◆ Consigne: Comptez les lignes des enregistrements qui contiennent la chaîne « breast », en tenant compte de la casse. Indiquez seulement le nombre obtenu.

◆ Liste des enregistrements:
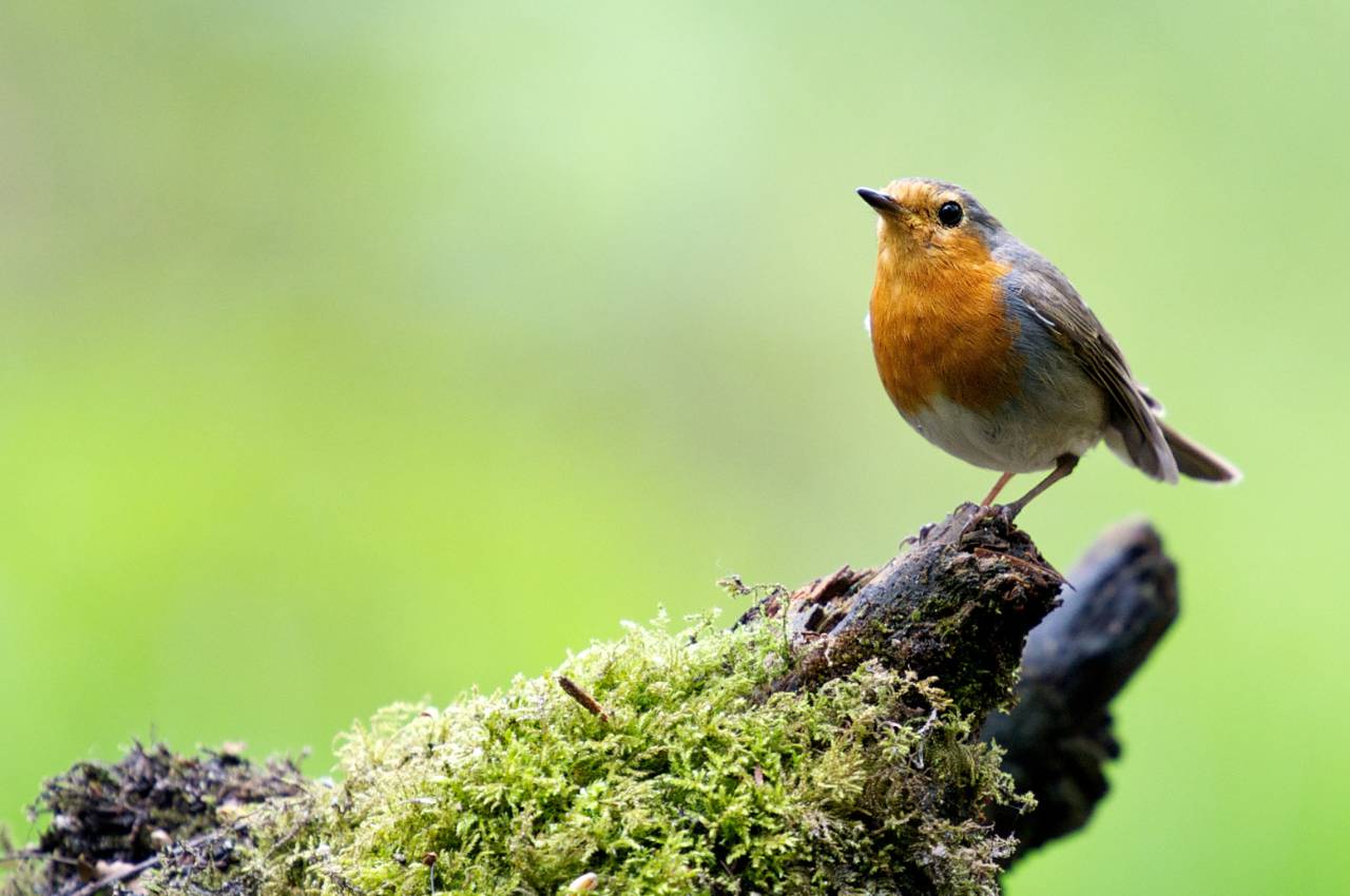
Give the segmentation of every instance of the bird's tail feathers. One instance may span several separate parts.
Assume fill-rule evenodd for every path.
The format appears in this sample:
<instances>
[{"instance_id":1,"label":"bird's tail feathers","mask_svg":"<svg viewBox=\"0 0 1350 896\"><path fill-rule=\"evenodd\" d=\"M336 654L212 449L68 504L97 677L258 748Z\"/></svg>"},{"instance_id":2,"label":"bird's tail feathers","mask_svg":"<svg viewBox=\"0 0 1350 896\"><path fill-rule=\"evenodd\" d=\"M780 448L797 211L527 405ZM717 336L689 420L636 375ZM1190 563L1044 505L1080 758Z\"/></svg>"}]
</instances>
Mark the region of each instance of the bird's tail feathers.
<instances>
[{"instance_id":1,"label":"bird's tail feathers","mask_svg":"<svg viewBox=\"0 0 1350 896\"><path fill-rule=\"evenodd\" d=\"M1168 440L1168 448L1172 449L1172 456L1176 457L1177 470L1183 476L1204 482L1235 483L1242 480L1242 471L1219 455L1191 441L1161 420L1158 426L1162 428L1162 436Z\"/></svg>"}]
</instances>

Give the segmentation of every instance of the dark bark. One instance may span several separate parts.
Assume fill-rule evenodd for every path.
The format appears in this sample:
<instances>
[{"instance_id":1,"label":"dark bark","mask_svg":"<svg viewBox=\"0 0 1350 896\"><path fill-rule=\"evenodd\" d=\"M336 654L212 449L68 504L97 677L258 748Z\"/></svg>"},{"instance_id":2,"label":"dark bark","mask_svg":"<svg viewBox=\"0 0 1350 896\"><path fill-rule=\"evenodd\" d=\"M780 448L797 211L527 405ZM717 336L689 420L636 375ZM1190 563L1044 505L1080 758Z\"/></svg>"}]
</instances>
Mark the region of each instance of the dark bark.
<instances>
[{"instance_id":1,"label":"dark bark","mask_svg":"<svg viewBox=\"0 0 1350 896\"><path fill-rule=\"evenodd\" d=\"M1177 617L1176 565L1148 522L1123 522L1069 573L1073 590L1022 652L1011 714L994 712L983 737L1037 808L1004 812L1018 854L1083 827L1107 791L1104 765L1120 753L1108 706Z\"/></svg>"},{"instance_id":2,"label":"dark bark","mask_svg":"<svg viewBox=\"0 0 1350 896\"><path fill-rule=\"evenodd\" d=\"M938 802L952 820L981 830L992 820L996 833L1015 834L1021 854L1081 827L1106 793L1103 766L1119 752L1108 704L1176 613L1176 569L1148 524L1108 532L1065 583L1003 515L963 505L906 540L884 567L842 567L779 591L741 623L782 623L796 645L778 692L817 690L864 663L936 679L959 712L983 721L980 737L1006 750L1004 769L1038 808L1019 812L950 788ZM582 687L560 685L606 718ZM293 766L255 769L230 754L201 761L136 748L117 765L80 764L47 784L39 807L57 820L36 849L15 857L27 869L22 883L0 891L84 896L155 865L192 883L228 866L230 850L248 837L246 826L217 827L216 804L300 788ZM1006 851L996 858L1010 861ZM988 862L986 873L998 866ZM230 887L254 892L243 878Z\"/></svg>"}]
</instances>

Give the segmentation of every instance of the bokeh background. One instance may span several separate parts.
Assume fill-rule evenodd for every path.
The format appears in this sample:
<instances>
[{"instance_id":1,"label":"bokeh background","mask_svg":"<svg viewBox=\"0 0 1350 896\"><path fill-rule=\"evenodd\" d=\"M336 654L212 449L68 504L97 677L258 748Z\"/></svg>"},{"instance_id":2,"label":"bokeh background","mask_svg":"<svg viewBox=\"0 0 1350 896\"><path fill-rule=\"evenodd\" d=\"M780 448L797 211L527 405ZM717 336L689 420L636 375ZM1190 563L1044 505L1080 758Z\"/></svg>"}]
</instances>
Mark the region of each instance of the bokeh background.
<instances>
[{"instance_id":1,"label":"bokeh background","mask_svg":"<svg viewBox=\"0 0 1350 896\"><path fill-rule=\"evenodd\" d=\"M0 819L135 737L324 773L385 703L983 494L861 327L852 190L927 174L1247 475L1099 452L1027 511L1061 567L1146 513L1184 615L1010 892L1345 892L1347 39L1331 1L5 4Z\"/></svg>"}]
</instances>

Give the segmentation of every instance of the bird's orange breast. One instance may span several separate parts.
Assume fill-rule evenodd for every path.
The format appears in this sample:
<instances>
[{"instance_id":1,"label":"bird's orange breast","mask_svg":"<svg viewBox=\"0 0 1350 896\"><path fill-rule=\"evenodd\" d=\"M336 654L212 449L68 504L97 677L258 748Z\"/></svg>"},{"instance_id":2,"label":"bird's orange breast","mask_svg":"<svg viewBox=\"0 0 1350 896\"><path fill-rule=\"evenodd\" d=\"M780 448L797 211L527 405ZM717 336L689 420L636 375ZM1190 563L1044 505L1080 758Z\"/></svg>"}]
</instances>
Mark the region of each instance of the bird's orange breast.
<instances>
[{"instance_id":1,"label":"bird's orange breast","mask_svg":"<svg viewBox=\"0 0 1350 896\"><path fill-rule=\"evenodd\" d=\"M1022 359L1017 323L1003 305L1007 274L971 239L940 258L884 244L872 286L872 352L882 385L906 414L945 395L992 410L1017 394Z\"/></svg>"}]
</instances>

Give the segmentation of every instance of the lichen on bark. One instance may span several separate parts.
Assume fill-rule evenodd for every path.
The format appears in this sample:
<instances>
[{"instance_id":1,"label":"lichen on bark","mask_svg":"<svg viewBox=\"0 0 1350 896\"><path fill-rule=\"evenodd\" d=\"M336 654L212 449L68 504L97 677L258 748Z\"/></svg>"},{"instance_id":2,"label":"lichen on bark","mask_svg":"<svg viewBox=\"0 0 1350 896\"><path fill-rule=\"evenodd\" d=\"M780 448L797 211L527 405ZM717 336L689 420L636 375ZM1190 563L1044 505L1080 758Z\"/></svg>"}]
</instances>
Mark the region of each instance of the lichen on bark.
<instances>
[{"instance_id":1,"label":"lichen on bark","mask_svg":"<svg viewBox=\"0 0 1350 896\"><path fill-rule=\"evenodd\" d=\"M281 776L289 791L247 806L205 793L134 874L81 880L90 854L73 853L96 847L57 838L0 892L996 893L1031 800L980 727L1061 582L964 507L880 569L764 592L730 629L630 625L501 692L390 707L342 738L336 781ZM286 768L207 758L244 780ZM94 772L36 808L96 829L105 807L51 797ZM124 870L146 849L130 803L126 850L104 856Z\"/></svg>"}]
</instances>

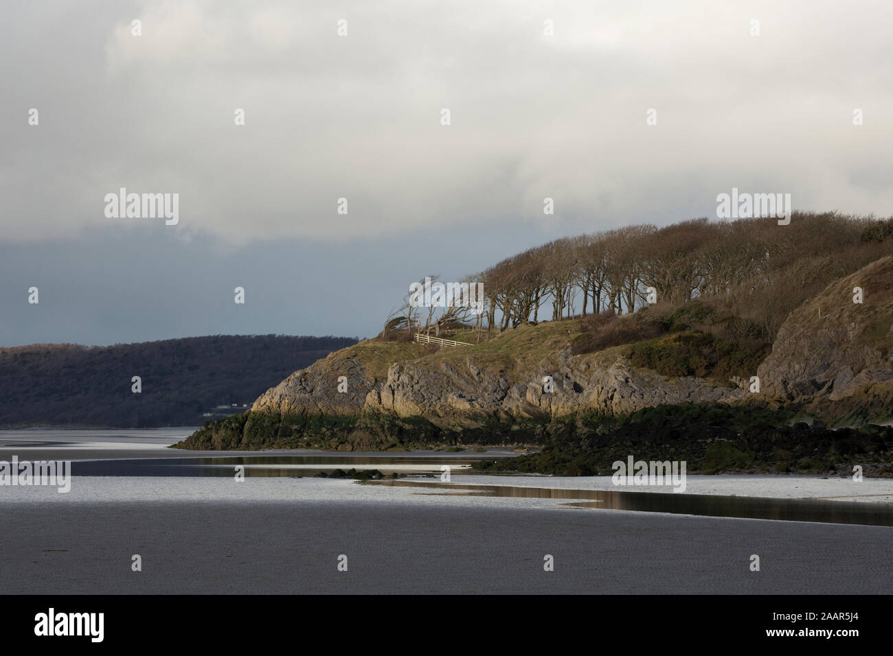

◆ Corrigé: 4